— Start of MATERIAL —

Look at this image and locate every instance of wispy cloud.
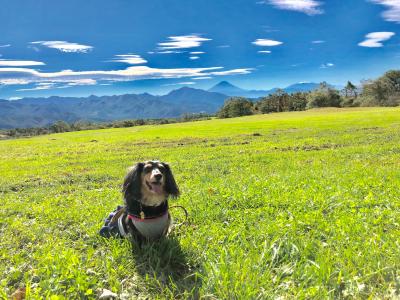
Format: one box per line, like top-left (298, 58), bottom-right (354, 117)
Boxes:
top-left (370, 0), bottom-right (400, 23)
top-left (158, 34), bottom-right (211, 50)
top-left (17, 82), bottom-right (56, 92)
top-left (163, 81), bottom-right (196, 86)
top-left (358, 31), bottom-right (395, 48)
top-left (0, 78), bottom-right (31, 85)
top-left (320, 63), bottom-right (335, 69)
top-left (262, 0), bottom-right (324, 16)
top-left (112, 54), bottom-right (147, 65)
top-left (0, 66), bottom-right (223, 84)
top-left (31, 41), bottom-right (93, 53)
top-left (152, 50), bottom-right (184, 54)
top-left (252, 39), bottom-right (283, 47)
top-left (210, 68), bottom-right (254, 76)
top-left (192, 76), bottom-right (212, 80)
top-left (0, 59), bottom-right (45, 67)
top-left (17, 79), bottom-right (97, 92)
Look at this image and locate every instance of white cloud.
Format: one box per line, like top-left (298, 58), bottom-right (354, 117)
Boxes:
top-left (263, 0), bottom-right (324, 16)
top-left (0, 79), bottom-right (30, 85)
top-left (0, 59), bottom-right (45, 67)
top-left (0, 66), bottom-right (222, 85)
top-left (158, 34), bottom-right (211, 50)
top-left (252, 39), bottom-right (283, 47)
top-left (210, 68), bottom-right (254, 76)
top-left (17, 82), bottom-right (56, 92)
top-left (370, 0), bottom-right (400, 23)
top-left (320, 63), bottom-right (335, 69)
top-left (358, 31), bottom-right (395, 48)
top-left (163, 81), bottom-right (196, 86)
top-left (112, 54), bottom-right (147, 65)
top-left (31, 41), bottom-right (93, 53)
top-left (192, 76), bottom-right (212, 80)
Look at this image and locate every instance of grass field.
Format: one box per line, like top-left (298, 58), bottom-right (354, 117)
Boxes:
top-left (0, 108), bottom-right (400, 299)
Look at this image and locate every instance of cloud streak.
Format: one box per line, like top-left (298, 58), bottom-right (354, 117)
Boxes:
top-left (320, 63), bottom-right (335, 69)
top-left (31, 41), bottom-right (93, 53)
top-left (112, 54), bottom-right (147, 65)
top-left (262, 0), bottom-right (324, 16)
top-left (158, 34), bottom-right (211, 50)
top-left (252, 39), bottom-right (283, 47)
top-left (370, 0), bottom-right (400, 23)
top-left (358, 31), bottom-right (395, 48)
top-left (0, 59), bottom-right (45, 67)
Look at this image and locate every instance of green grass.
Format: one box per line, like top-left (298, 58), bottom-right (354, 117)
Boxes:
top-left (0, 108), bottom-right (400, 299)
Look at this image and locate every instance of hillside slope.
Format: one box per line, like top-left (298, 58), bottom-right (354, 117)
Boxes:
top-left (0, 108), bottom-right (400, 299)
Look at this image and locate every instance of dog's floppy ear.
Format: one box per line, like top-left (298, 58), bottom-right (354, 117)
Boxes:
top-left (162, 163), bottom-right (180, 197)
top-left (122, 163), bottom-right (144, 202)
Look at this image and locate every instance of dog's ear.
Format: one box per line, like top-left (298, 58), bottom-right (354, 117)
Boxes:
top-left (122, 163), bottom-right (144, 202)
top-left (162, 163), bottom-right (180, 197)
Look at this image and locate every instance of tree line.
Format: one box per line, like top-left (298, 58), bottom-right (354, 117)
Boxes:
top-left (0, 70), bottom-right (400, 138)
top-left (0, 113), bottom-right (213, 139)
top-left (217, 70), bottom-right (400, 118)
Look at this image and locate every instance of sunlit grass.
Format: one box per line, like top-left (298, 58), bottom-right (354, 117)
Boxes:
top-left (0, 108), bottom-right (400, 299)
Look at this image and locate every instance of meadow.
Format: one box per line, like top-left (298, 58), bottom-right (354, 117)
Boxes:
top-left (0, 107), bottom-right (400, 299)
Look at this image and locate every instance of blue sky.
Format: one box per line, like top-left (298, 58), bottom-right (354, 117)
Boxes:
top-left (0, 0), bottom-right (400, 99)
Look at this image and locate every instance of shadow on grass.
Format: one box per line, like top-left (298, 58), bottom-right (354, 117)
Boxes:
top-left (132, 236), bottom-right (201, 299)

— End of MATERIAL —

* _SET EXERCISE_
Could you reproduce everything from the start of the data down through the line containing "top-left (17, 79), bottom-right (97, 92)", including both ends and the request lines, with every box coordinate multiplied by 0.8 and rounded to a whole number, halves rounding up? Keep the numbers in the requests and their format sample unchanged, and leave the pictures out.

* _THE SOLUTION_
Look at this image and locate every instance of wispy cloud.
Format: one box per line, like top-left (298, 58), bottom-right (354, 117)
Boxes:
top-left (296, 0), bottom-right (320, 18)
top-left (126, 27), bottom-right (169, 40)
top-left (14, 66), bottom-right (45, 74)
top-left (130, 65), bottom-right (157, 69)
top-left (286, 25), bottom-right (316, 38)
top-left (0, 62), bottom-right (25, 68)
top-left (256, 50), bottom-right (268, 55)
top-left (210, 0), bottom-right (259, 13)
top-left (90, 43), bottom-right (118, 52)
top-left (0, 53), bottom-right (178, 67)
top-left (25, 33), bottom-right (74, 42)
top-left (122, 40), bottom-right (147, 43)
top-left (202, 31), bottom-right (226, 38)
top-left (168, 54), bottom-right (203, 61)
top-left (154, 61), bottom-right (170, 64)
top-left (0, 47), bottom-right (36, 54)
top-left (14, 63), bottom-right (78, 74)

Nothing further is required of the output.